__Records from a data source__:
• • • • • • •

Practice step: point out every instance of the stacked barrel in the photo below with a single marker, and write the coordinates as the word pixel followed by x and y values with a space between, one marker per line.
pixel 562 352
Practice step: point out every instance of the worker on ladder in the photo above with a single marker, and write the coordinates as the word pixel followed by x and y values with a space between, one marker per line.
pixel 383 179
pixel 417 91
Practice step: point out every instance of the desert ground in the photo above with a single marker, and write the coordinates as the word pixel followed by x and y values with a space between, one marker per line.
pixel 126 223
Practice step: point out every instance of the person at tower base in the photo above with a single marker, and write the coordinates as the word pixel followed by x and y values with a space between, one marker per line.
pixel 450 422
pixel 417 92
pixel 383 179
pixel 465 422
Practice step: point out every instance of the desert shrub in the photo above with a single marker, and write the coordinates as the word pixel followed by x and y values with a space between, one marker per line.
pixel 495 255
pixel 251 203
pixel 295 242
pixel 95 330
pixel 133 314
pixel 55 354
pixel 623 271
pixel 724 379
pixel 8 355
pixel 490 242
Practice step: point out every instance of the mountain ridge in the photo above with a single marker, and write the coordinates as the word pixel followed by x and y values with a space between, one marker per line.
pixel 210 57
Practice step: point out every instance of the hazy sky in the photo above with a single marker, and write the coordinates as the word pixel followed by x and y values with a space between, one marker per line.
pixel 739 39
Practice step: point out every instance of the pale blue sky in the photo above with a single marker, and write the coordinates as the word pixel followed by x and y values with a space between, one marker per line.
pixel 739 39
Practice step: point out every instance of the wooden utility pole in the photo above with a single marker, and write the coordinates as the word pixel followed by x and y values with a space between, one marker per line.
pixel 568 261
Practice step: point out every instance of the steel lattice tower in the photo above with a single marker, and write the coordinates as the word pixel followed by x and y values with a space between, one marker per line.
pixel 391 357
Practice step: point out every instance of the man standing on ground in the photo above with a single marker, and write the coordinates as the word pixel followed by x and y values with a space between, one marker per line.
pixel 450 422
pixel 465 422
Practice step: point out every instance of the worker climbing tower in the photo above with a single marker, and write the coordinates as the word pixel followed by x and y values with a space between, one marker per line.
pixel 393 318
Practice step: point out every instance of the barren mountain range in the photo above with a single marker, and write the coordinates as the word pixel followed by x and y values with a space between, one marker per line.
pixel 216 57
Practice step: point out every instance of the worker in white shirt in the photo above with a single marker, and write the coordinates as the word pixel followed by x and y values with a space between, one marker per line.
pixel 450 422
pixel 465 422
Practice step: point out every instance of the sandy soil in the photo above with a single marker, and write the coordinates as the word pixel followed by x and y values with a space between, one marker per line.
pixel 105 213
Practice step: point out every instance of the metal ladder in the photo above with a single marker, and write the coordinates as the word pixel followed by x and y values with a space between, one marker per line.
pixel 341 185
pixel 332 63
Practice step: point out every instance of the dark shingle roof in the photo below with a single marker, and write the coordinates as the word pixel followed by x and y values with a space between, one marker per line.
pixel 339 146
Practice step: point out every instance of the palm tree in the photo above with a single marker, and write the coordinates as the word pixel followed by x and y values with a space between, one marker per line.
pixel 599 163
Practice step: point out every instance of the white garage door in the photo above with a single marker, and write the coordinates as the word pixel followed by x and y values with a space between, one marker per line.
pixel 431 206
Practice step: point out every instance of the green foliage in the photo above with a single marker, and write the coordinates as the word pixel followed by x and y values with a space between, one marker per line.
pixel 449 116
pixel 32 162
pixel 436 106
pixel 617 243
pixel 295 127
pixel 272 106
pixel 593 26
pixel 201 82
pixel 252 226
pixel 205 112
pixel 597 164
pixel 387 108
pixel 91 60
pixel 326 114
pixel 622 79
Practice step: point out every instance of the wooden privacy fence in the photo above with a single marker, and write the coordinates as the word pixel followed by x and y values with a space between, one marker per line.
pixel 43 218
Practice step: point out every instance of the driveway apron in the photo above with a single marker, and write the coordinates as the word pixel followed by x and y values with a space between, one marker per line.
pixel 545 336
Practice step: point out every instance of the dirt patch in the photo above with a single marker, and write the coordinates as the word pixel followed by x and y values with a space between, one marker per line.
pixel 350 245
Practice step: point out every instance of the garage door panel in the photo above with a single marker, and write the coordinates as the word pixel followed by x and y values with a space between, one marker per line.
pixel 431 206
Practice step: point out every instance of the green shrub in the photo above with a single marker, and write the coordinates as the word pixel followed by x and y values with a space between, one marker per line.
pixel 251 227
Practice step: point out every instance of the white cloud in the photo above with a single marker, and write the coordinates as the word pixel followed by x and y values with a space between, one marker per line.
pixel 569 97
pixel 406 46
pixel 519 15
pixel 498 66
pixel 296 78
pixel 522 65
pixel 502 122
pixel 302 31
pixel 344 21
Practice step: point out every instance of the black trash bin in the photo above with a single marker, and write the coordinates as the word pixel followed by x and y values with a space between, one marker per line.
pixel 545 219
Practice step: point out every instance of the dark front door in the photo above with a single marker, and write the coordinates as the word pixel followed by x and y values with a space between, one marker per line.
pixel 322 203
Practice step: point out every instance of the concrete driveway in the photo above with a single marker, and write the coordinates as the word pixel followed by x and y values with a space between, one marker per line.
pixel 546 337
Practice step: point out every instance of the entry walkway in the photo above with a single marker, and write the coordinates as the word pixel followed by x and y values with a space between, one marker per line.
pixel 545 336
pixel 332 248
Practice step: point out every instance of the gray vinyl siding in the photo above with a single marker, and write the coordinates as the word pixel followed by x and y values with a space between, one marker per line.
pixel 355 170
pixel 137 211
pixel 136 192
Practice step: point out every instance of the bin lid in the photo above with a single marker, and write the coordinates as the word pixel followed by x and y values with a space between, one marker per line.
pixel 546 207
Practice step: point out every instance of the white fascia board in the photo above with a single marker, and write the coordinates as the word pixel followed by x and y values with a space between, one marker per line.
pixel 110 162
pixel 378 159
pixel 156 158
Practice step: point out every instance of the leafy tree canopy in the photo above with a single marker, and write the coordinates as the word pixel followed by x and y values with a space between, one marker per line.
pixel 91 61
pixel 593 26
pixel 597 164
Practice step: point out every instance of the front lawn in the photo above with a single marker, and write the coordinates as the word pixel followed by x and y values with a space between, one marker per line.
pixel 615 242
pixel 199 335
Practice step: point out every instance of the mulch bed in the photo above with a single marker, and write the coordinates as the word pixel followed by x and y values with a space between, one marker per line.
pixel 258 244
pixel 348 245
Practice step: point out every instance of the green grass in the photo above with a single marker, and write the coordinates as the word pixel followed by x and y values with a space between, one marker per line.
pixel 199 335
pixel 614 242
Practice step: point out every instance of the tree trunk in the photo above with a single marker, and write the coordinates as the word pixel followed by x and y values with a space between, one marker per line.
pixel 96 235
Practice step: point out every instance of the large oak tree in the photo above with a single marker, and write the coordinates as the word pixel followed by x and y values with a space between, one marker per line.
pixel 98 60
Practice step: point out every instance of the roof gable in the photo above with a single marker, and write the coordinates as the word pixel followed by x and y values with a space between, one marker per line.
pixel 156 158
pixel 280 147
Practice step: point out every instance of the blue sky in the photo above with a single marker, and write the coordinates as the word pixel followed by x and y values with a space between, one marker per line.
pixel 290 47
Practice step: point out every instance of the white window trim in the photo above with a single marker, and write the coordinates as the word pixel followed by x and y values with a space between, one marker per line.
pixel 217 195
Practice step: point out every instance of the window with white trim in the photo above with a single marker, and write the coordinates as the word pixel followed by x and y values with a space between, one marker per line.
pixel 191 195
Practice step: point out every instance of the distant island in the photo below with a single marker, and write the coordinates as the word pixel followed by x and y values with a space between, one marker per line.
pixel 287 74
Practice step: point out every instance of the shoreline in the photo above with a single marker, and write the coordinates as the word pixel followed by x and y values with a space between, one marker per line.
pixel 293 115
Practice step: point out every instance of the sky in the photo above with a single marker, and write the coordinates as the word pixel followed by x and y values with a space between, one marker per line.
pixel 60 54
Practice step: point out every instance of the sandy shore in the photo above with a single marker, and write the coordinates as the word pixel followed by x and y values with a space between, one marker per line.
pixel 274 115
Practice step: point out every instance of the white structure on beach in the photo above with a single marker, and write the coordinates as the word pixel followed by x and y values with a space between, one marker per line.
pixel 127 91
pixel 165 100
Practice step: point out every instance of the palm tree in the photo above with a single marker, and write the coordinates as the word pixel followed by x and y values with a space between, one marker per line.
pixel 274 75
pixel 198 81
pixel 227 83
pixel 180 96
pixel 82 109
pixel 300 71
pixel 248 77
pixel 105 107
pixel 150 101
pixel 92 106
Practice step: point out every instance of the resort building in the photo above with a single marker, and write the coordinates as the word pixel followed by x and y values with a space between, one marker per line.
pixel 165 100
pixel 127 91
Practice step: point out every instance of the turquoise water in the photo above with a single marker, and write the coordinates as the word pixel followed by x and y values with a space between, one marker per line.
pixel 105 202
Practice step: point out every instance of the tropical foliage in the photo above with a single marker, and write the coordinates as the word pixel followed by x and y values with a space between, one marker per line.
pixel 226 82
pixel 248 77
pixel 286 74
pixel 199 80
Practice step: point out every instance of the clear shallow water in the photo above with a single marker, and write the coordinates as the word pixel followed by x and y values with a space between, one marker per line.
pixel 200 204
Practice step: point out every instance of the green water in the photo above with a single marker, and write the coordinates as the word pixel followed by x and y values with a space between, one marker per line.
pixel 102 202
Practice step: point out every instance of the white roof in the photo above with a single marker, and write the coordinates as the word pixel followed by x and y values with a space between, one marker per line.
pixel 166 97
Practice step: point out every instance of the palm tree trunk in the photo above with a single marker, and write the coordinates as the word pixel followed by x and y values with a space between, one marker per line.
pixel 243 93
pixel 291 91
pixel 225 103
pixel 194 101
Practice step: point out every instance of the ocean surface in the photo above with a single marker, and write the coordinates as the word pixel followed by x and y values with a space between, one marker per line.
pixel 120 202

• • • • • • •

__Objective__: Reproduce the rows above verbatim, from the line containing "Practice step: point out every instance of the white roof" through the line containing "pixel 194 101", both included.

__Result__:
Practice step: point out every instance of the white roof in the photo above with a single marker, and write the coordinates as the word pixel followed by x and y values with a space between, one marker per line.
pixel 166 97
Practice step: point out every instance of the palm tree trunk in the photo above with a single marker, and write the coordinates as the word pixel followed by x and y values with a space between, one marker per line.
pixel 243 93
pixel 291 91
pixel 225 103
pixel 194 101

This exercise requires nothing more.